## begin

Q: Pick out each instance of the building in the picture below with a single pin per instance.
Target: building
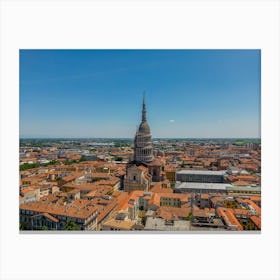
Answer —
(201, 176)
(143, 149)
(190, 187)
(144, 168)
(53, 212)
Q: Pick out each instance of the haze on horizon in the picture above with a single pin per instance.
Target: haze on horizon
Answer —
(98, 93)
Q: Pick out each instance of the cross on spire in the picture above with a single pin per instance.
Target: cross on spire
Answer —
(144, 118)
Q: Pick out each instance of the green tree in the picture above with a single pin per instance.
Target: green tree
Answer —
(44, 228)
(26, 166)
(71, 225)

## end

**STATED EXERCISE**
Rewrite all the rows above, changing "single pin" to "single dot" and keeping everything else the same. Leave the pictures out of your answer.

**RESPONSE TO THIS EXERCISE**
Q: Pick out each instance of the building in the picture below with a single dot per instance.
Target: building
Answer —
(201, 176)
(143, 149)
(190, 187)
(144, 168)
(53, 212)
Q: Pick out each instance of the haze on horizon in the picture above with a single dot per instance.
Target: haze on horizon
Answer —
(98, 93)
Q: Pick out each instance of the cross on spire in the picture above with a single dot per instance.
Target: cross on spire
Answer —
(144, 118)
Q: Pick out each instance of the green tree in the picture above with a single dot per instance.
Target: green tree
Answer —
(44, 228)
(26, 166)
(71, 225)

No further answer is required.